Task description => From the first line to the last, retype the listing without any alteration.

Source information =>
══════════════════════════════

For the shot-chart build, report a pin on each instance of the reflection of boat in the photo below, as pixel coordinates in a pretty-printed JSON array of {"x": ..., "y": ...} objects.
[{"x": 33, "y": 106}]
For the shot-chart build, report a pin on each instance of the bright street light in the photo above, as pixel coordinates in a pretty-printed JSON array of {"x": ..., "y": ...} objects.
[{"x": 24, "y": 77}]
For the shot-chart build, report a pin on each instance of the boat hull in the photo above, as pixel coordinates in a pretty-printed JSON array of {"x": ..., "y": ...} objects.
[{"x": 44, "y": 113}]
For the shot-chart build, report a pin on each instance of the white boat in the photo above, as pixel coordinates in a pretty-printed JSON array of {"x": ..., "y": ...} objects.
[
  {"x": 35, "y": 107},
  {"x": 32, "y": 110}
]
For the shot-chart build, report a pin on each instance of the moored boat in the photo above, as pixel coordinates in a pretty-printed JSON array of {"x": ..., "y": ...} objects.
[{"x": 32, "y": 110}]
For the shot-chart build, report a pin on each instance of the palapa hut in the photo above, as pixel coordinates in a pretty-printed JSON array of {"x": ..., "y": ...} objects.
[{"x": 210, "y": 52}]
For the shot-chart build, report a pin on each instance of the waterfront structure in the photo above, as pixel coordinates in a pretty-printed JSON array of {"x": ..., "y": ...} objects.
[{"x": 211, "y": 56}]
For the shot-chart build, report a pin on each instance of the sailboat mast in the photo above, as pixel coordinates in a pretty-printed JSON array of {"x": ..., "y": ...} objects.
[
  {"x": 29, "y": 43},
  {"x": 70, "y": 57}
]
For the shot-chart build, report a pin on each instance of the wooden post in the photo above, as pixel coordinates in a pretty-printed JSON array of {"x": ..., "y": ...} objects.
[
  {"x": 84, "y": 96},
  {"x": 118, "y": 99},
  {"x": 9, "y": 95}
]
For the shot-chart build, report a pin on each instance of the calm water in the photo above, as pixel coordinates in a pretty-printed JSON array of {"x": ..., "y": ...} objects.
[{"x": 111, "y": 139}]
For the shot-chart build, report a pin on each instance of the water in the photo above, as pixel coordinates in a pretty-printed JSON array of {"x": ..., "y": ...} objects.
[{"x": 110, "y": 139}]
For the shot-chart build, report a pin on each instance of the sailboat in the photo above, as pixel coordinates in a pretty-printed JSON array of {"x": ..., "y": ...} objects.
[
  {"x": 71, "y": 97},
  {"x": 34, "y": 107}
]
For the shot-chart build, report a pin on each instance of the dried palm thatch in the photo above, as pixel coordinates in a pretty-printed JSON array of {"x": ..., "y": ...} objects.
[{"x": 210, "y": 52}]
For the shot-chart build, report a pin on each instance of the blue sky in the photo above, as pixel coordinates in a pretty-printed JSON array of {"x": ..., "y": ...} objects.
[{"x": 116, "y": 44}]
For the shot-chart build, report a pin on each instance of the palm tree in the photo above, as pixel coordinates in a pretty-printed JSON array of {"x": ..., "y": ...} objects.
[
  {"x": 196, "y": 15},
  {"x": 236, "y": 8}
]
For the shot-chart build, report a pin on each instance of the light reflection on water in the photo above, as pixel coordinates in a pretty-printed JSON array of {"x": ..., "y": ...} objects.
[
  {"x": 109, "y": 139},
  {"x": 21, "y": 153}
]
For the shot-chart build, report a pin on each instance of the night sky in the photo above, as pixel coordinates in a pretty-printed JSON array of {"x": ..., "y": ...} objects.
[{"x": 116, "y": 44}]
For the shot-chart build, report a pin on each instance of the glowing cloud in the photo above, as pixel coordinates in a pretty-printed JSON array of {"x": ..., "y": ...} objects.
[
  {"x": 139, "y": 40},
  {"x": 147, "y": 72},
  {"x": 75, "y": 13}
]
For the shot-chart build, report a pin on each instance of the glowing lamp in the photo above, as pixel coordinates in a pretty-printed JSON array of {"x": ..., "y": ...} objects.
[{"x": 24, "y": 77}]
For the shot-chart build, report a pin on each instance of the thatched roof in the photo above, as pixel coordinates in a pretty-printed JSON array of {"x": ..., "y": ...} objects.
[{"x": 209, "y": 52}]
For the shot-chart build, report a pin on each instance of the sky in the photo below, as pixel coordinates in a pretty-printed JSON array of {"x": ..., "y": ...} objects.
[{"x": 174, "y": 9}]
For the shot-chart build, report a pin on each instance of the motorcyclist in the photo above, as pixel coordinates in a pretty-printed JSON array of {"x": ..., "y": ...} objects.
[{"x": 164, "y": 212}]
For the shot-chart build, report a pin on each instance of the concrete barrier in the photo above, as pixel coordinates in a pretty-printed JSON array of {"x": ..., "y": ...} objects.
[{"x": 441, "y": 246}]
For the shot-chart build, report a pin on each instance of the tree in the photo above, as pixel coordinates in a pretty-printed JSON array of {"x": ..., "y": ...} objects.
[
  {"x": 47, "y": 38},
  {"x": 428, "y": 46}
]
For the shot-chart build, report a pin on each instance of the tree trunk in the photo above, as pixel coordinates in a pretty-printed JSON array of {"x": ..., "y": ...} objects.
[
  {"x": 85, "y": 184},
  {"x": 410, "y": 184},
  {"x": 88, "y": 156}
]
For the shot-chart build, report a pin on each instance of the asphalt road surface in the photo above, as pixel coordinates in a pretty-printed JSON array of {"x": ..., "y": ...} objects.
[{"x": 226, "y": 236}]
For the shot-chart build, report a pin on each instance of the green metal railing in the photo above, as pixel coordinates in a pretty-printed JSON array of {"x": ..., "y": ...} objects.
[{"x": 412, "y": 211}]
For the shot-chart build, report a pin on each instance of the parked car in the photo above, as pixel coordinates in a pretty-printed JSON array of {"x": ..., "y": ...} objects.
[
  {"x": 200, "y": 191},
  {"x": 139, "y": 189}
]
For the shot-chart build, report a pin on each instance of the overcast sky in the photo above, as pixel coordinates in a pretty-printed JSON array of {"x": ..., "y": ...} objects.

══════════════════════════════

Answer to this exercise =>
For the shot-chart build, report a pin on each instance of the reflection of boat in the photo below, as pixel coordinates in a pretty-printed JSON array of {"x": ..., "y": ...} objects.
[{"x": 33, "y": 106}]
For the shot-chart build, report a pin on each instance of the bright street light in the photo above, as pixel coordinates in a pretty-printed JSON array of {"x": ..., "y": ...} objects.
[{"x": 24, "y": 77}]
For the shot-chart build, report a pin on each instance of the boat hull in the photo above, as pixel coordinates in a pretty-printed JSON array of {"x": ..., "y": ...} objects.
[{"x": 44, "y": 113}]
For the shot-chart build, report a pin on each instance of the white boat in the photo above, as pixel coordinates in a pretty-printed JSON array of {"x": ..., "y": ...} objects.
[
  {"x": 35, "y": 107},
  {"x": 32, "y": 110}
]
For the shot-chart build, report a pin on each instance of the moored boat in the photo above, as pixel coordinates in a pretty-printed JSON array of {"x": ..., "y": ...} objects.
[{"x": 32, "y": 110}]
For the shot-chart build, report a pin on each instance of the palapa hut in the photo above, as pixel coordinates in a pretty-printed JSON array of {"x": ..., "y": ...} objects.
[{"x": 210, "y": 52}]
For the shot-chart build, report a pin on each instance of the waterfront structure in the photo above, as pixel coordinates in a pretty-printed JSON array of {"x": ..., "y": ...} objects.
[{"x": 211, "y": 56}]
For the shot-chart build, report a pin on each instance of the sailboat mast in the photo above, as pixel coordinates in a pretty-printed JSON array of {"x": ..., "y": ...} objects.
[
  {"x": 29, "y": 43},
  {"x": 70, "y": 57}
]
For the shot-chart build, report a pin on each instance of the wooden post in the photo above, as pixel coordinates in a pretty-printed JSON array of {"x": ..., "y": ...} objects.
[
  {"x": 84, "y": 96},
  {"x": 118, "y": 99},
  {"x": 9, "y": 95}
]
For the shot-chart build, report a pin on each instance of the calm water in the photo above, as pixel coordinates in a pretty-printed JSON array of {"x": ..., "y": ...} objects.
[{"x": 111, "y": 139}]
For the shot-chart build, report a pin on each instance of the water in the photo above, as pixel coordinates in a pretty-printed JSON array of {"x": ..., "y": ...} objects.
[{"x": 110, "y": 139}]
For the shot-chart build, report a pin on each instance of the sailboat in the photo above, as pixel coordinates in a pretty-printed JSON array of {"x": ..., "y": ...} objects.
[
  {"x": 71, "y": 97},
  {"x": 34, "y": 107}
]
For the shot-chart build, report a pin on each instance of the dried palm thatch in the photo above, as pixel coordinates in a pretty-printed JSON array of {"x": ..., "y": ...} objects.
[{"x": 210, "y": 52}]
For the shot-chart build, report a pin on each instance of the blue sky in the photo above, as pixel coordinates in a pretty-printed JSON array of {"x": ..., "y": ...} objects.
[{"x": 116, "y": 44}]
For the shot-chart build, report a pin on each instance of the palm tree in the photo above, as pixel coordinates in a pretty-printed JSON array of {"x": ..., "y": ...} objects.
[
  {"x": 196, "y": 15},
  {"x": 236, "y": 8}
]
For the shot-chart build, report a pin on each instance of the light reflection on water in the photo above, as pixel coordinates in a pretty-printed JSON array of {"x": ..., "y": ...} objects.
[
  {"x": 109, "y": 139},
  {"x": 21, "y": 153}
]
For the shot-chart build, report a pin on each instance of the night sky in the photo above, as pixel coordinates in a pretty-printed JSON array of {"x": ..., "y": ...} objects.
[{"x": 116, "y": 44}]
For the shot-chart build, report a pin on each instance of the glowing cloud in the photo above, as pixel coordinates in a pretty-printed JSON array of {"x": ..., "y": ...} objects.
[
  {"x": 139, "y": 40},
  {"x": 147, "y": 72},
  {"x": 75, "y": 13}
]
For the shot-chart build, report a pin on each instance of the glowing lamp in the photo above, as pixel coordinates in a pretty-printed JSON array of {"x": ..., "y": ...} objects.
[{"x": 24, "y": 77}]
For the shot-chart build, report a pin on each instance of the thatched roof in the photo above, as pixel coordinates in a pretty-printed JSON array of {"x": ..., "y": ...} objects.
[{"x": 209, "y": 52}]
For the shot-chart build, report a pin on each instance of the sky in the photo below, as pixel coordinates in a pretty-printed JSON array of {"x": ..., "y": ...} objects.
[{"x": 174, "y": 9}]
For the shot-chart build, report a pin on each instance of the motorcyclist in the photo above, as pixel coordinates in a pretty-printed JSON array of {"x": ..., "y": ...} objects.
[{"x": 164, "y": 212}]
For the shot-chart build, report a pin on each instance of the concrete barrier in the photo above, as pixel coordinates in a pretty-printed JSON array of {"x": ..., "y": ...} objects.
[{"x": 441, "y": 246}]
For the shot-chart build, report a pin on each instance of the tree in the photo above, as pixel coordinates in a pretty-printed JSON array of {"x": ..., "y": ...} objects.
[
  {"x": 47, "y": 38},
  {"x": 428, "y": 46}
]
For the shot-chart build, report a pin on each instance of the tree trunk in the photo above, as pixel coordinates in a pretty-printed JSON array of {"x": ..., "y": ...} objects.
[
  {"x": 85, "y": 184},
  {"x": 410, "y": 184},
  {"x": 88, "y": 156}
]
For the shot-chart build, report a pin on each instance of the asphalt road surface in the photo above, as pixel coordinates in a pretty-printed JSON array of {"x": ..., "y": ...} objects.
[{"x": 226, "y": 236}]
For the shot-chart build, report a pin on each instance of the green metal railing in the photo above, as pixel coordinates in a pretty-printed JSON array of {"x": ..., "y": ...} objects.
[{"x": 412, "y": 211}]
For the shot-chart build, report a pin on each instance of the parked car in the photo above, as pixel coordinates in a pretty-printed JSON array of {"x": ..., "y": ...} objects.
[
  {"x": 200, "y": 191},
  {"x": 139, "y": 189}
]
For the shot-chart build, report a pin on each instance of the overcast sky in the photo above, as pixel coordinates in a pretty-printed JSON array of {"x": ..., "y": ...} objects.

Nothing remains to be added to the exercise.